- 待办任务: 请将下面的全部条目一字不改地照录一遍。
▬▬▬▬▬▬▬▬▬▬
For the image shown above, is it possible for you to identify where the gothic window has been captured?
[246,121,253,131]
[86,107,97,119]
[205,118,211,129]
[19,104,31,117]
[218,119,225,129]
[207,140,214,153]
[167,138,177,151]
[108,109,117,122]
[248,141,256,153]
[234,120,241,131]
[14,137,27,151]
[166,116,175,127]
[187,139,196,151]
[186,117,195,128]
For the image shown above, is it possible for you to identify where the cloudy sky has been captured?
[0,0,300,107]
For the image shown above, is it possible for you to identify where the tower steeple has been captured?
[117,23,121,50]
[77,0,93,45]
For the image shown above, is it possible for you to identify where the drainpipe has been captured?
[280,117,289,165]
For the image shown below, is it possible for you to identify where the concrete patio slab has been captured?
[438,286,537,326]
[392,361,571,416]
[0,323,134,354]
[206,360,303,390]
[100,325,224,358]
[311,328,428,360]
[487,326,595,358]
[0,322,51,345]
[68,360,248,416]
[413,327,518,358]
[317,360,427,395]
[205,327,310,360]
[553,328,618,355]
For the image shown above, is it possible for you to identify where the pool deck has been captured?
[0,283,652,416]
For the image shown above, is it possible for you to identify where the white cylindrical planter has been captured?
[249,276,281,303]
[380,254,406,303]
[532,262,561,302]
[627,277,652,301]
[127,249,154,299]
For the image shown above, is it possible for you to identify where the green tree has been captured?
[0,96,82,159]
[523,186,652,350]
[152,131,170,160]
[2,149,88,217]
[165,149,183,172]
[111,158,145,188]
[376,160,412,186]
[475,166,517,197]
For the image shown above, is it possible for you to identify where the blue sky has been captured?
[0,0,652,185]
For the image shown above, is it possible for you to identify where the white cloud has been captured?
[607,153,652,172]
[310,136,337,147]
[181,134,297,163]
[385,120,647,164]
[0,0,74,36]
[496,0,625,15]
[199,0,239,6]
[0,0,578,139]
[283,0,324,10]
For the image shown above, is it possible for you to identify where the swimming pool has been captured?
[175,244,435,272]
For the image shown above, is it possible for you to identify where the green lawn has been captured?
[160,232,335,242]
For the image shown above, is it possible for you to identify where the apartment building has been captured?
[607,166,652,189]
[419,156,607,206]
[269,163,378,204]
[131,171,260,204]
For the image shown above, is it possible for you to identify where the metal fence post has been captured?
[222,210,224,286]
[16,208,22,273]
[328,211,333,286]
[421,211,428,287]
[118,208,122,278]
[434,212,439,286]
▬▬▬▬▬▬▬▬▬▬
- 参考答案:
For the image shown above, is it possible for you to identify where the gothic window has been captured?
[246,121,253,131]
[86,107,97,119]
[205,118,211,129]
[19,104,31,117]
[218,119,225,129]
[207,140,214,153]
[167,138,177,151]
[108,109,117,122]
[248,141,256,153]
[234,120,241,131]
[14,137,27,151]
[166,116,175,127]
[187,139,196,151]
[186,117,195,128]
For the image shown above, is it possible for you to identify where the cloudy sky has been captured?
[0,0,300,107]
For the image shown above, is it possible for you to identify where the tower steeple has been captured?
[117,23,121,50]
[77,0,93,45]
For the image shown above, is it possible for you to identify where the drainpipe has been captured?
[280,117,289,165]
For the image shown below, is it possible for you to identify where the concrete patio slab has been captured?
[438,286,537,326]
[392,361,571,416]
[0,323,134,354]
[206,360,303,390]
[100,325,224,358]
[311,328,428,360]
[487,326,595,358]
[0,322,51,345]
[68,360,248,416]
[413,327,518,358]
[317,360,427,395]
[205,327,310,360]
[553,328,618,355]
For the image shown above, is it possible for you to identify where the pool deck has been captured?
[0,283,652,416]
For the image shown above, is it possible for you to identify where the white cylindrical planter has been captured?
[249,276,281,303]
[380,254,406,303]
[532,262,561,302]
[627,277,652,301]
[127,249,154,299]
For the image shown above, is it possible for you to identify where the green tree has been captured?
[0,96,82,159]
[523,186,652,350]
[152,131,170,160]
[2,149,88,217]
[165,149,183,172]
[111,158,145,188]
[376,160,412,186]
[475,166,517,197]
For the image shown above, is it possible for you to identify where the blue sky has been captured?
[0,0,652,185]
For the image shown above, is it possible for you to identify where the white cloud has been captured?
[607,153,652,172]
[310,136,337,147]
[181,134,297,163]
[385,120,647,164]
[0,0,74,36]
[496,0,625,15]
[199,0,239,6]
[0,0,578,139]
[283,0,324,10]
For the image shown above, is it possible for you to identify where the swimming pool has been captured?
[175,244,435,272]
For the image shown above, is it possible for you to identify where the green lawn has been captured?
[160,232,335,242]
For the image shown above, is it possible for you to identify where the apartment building has been captured?
[607,166,652,189]
[419,156,607,206]
[269,163,378,204]
[131,171,260,204]
For the image shown above, is it possible for you to identify where the metal fence post has been captured?
[222,210,224,286]
[16,208,22,273]
[328,211,333,286]
[421,211,428,287]
[118,208,122,278]
[434,212,439,286]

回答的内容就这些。